Exercise instructions →
Pull out every line in the records below that contains the string "bookshelf", and copy each one in full.

+++

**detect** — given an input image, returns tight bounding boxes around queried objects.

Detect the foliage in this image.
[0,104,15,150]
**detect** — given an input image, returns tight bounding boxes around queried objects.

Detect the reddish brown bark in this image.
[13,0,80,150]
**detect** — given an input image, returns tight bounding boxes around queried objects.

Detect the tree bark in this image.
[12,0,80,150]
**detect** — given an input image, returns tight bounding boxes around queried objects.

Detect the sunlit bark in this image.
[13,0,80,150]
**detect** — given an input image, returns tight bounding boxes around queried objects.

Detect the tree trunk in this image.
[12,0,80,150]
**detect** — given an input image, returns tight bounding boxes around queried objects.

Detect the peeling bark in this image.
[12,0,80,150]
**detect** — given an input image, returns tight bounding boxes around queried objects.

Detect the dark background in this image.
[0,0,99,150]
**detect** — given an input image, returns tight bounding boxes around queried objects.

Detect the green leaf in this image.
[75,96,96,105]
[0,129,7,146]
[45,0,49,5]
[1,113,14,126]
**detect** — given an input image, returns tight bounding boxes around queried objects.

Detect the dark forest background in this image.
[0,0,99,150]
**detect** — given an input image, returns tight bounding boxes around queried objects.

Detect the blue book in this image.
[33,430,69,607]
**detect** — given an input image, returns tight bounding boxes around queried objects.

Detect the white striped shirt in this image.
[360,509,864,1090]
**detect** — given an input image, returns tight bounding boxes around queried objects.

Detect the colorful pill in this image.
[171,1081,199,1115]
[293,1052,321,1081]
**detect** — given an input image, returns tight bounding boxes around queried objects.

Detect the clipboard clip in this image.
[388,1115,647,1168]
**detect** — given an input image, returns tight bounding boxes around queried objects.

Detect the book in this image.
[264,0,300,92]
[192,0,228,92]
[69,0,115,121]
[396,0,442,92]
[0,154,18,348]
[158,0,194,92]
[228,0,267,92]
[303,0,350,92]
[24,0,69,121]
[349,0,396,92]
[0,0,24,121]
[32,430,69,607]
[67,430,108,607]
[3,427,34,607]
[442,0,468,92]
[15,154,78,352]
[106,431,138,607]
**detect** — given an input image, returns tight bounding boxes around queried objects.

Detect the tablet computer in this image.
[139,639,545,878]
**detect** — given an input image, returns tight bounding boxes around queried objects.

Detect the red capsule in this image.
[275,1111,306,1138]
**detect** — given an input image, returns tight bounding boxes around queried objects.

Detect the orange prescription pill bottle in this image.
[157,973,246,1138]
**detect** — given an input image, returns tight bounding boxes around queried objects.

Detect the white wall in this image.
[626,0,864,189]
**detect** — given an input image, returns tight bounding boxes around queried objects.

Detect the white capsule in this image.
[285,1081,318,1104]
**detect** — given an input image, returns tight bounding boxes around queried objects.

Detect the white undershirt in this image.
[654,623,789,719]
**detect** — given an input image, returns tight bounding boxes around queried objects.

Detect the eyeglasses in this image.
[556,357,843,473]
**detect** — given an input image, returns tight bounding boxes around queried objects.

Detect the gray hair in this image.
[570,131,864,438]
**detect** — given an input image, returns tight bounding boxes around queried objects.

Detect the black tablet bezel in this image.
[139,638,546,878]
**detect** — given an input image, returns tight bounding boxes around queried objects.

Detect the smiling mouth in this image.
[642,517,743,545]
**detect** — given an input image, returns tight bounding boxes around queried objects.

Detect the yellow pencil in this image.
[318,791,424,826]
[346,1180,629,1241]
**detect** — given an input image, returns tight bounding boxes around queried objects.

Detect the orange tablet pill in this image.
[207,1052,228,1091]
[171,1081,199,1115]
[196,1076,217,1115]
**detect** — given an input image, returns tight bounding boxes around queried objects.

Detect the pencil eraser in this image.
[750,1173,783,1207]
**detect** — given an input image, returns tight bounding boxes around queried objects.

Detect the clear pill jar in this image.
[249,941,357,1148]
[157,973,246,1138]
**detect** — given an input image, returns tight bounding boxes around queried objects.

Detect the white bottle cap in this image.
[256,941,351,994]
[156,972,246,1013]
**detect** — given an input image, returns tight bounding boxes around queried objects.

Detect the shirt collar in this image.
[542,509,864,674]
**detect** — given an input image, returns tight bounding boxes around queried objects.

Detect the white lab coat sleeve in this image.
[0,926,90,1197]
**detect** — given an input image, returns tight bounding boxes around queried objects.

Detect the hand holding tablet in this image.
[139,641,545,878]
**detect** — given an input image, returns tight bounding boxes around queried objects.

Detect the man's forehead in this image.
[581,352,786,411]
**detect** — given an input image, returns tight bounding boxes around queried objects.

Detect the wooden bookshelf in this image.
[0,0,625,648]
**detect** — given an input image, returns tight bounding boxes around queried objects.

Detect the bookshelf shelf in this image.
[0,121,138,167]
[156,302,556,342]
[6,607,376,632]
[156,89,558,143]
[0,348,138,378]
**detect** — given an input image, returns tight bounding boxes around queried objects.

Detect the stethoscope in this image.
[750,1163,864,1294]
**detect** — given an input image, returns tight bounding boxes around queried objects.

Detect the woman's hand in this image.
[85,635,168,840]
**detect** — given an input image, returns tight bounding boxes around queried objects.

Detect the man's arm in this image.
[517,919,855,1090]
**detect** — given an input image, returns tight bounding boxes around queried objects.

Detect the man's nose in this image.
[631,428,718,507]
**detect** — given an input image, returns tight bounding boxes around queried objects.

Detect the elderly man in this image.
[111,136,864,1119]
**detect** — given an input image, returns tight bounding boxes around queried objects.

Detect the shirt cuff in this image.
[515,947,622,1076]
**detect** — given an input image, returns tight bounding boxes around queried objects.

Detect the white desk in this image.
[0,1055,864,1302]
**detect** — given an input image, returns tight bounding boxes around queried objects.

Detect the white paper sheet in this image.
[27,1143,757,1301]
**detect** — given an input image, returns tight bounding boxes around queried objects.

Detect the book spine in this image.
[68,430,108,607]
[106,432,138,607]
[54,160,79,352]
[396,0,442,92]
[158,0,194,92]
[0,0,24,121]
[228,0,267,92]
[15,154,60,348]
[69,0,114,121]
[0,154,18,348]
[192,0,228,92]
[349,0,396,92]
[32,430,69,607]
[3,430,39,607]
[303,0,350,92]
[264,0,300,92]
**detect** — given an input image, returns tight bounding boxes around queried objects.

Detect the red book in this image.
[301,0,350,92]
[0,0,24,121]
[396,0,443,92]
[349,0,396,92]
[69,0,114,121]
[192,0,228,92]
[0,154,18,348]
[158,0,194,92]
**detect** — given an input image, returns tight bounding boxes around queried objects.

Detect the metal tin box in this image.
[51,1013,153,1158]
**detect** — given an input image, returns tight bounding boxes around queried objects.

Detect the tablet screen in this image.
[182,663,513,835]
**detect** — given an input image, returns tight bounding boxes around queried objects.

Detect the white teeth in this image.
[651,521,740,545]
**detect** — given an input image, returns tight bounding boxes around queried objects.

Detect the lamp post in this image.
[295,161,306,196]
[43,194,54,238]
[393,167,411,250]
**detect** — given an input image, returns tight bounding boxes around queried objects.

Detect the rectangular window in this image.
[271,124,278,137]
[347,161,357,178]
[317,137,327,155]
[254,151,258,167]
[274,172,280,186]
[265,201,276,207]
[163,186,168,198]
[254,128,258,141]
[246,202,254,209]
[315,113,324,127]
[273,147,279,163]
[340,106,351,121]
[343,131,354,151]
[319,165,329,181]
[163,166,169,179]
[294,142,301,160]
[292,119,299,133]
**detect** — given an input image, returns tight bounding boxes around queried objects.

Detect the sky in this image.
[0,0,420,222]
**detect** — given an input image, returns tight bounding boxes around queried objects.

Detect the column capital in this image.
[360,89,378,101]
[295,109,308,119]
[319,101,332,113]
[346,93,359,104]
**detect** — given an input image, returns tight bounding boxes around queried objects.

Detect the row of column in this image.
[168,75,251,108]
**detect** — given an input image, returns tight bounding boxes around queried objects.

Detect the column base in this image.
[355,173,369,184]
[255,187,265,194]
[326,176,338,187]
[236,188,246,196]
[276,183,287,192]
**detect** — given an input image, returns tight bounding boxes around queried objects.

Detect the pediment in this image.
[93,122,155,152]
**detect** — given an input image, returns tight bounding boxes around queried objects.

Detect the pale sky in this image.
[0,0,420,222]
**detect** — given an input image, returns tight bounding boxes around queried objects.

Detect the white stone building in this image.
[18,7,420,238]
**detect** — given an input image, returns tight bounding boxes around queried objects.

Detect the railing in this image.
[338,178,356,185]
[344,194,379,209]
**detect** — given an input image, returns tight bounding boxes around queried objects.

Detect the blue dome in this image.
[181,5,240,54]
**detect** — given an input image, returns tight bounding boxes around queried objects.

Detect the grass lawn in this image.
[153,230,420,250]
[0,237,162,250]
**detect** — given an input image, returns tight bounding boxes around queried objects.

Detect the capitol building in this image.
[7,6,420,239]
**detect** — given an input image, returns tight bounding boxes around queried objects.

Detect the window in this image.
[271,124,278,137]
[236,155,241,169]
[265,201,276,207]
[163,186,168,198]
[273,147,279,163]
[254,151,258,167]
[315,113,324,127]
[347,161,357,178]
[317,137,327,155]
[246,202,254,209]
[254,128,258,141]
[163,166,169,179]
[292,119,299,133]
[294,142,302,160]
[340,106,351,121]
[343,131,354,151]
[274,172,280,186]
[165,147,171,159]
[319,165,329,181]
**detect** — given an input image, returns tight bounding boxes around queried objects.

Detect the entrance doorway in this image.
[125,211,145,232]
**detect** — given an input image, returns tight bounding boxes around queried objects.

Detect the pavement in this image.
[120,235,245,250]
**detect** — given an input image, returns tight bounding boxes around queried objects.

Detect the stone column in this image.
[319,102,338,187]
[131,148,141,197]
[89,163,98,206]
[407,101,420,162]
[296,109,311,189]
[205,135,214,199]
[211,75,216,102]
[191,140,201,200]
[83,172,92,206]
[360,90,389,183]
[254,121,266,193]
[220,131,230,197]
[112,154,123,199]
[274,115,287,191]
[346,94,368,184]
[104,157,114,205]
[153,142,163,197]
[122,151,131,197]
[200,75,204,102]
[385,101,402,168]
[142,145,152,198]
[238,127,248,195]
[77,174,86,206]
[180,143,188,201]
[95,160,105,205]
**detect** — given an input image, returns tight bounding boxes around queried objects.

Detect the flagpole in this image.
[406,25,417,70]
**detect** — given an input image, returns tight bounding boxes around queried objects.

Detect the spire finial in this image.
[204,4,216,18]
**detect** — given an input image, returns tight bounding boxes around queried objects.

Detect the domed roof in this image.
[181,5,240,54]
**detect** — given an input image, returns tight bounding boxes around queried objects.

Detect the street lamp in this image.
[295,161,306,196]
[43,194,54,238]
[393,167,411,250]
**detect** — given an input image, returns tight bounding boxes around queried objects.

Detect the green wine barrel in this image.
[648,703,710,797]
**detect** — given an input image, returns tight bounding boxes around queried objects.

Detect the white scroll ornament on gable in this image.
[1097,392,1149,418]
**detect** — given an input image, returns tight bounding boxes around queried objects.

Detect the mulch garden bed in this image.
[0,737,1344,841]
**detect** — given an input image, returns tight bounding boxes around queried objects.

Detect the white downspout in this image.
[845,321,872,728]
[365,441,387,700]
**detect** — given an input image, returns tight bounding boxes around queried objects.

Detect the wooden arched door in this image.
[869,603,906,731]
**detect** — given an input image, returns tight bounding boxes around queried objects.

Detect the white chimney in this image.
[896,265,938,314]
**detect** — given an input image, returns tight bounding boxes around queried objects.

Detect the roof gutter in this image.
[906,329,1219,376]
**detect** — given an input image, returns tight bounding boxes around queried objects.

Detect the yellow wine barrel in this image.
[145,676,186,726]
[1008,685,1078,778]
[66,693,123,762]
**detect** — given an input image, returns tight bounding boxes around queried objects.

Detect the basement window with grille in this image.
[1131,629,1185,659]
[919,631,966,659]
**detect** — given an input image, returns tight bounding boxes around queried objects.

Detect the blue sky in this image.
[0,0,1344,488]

+++

Output of the exercise →
Detect the wooden bookshelf in this image.
Detect the bookshelf shelf in this image.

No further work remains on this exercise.